Exercise inputs:
[Start of Attachment]

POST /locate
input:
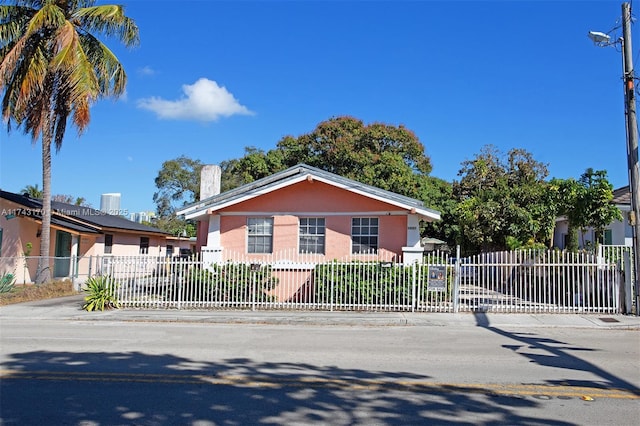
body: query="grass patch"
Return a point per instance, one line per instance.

[End of Attachment]
[Start of Attachment]

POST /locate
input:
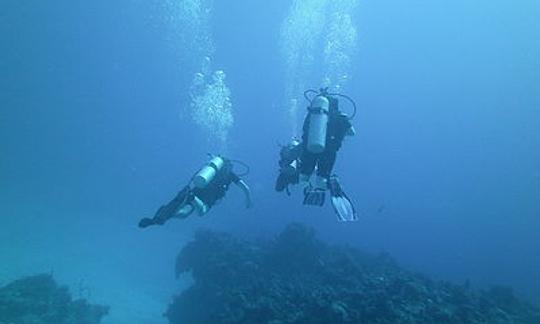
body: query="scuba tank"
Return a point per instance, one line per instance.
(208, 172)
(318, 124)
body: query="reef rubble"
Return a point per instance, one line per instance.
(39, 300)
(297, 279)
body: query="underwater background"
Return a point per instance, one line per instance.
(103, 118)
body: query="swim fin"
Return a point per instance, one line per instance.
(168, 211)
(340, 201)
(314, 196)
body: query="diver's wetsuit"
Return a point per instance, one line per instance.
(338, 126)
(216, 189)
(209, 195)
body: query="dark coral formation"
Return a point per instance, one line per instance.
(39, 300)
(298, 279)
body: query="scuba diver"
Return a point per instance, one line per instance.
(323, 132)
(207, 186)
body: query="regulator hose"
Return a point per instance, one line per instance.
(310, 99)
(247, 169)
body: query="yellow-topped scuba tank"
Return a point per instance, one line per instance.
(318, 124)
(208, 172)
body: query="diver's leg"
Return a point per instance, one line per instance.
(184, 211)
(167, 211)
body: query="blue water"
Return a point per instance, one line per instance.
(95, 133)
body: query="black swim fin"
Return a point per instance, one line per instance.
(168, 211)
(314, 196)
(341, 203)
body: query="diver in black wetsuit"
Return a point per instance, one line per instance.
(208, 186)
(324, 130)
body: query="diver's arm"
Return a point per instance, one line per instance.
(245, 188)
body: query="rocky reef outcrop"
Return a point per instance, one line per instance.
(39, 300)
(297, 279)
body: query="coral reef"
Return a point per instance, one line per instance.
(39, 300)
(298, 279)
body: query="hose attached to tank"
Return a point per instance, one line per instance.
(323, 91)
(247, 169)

[End of Attachment]

What is being asked:
Working through the entries above, copy every line in which "tank" is found.

Result for this exercise:
body: query="scuba tank"
body: query="yellow-topped scuba tank"
body: query="hose attached to tank"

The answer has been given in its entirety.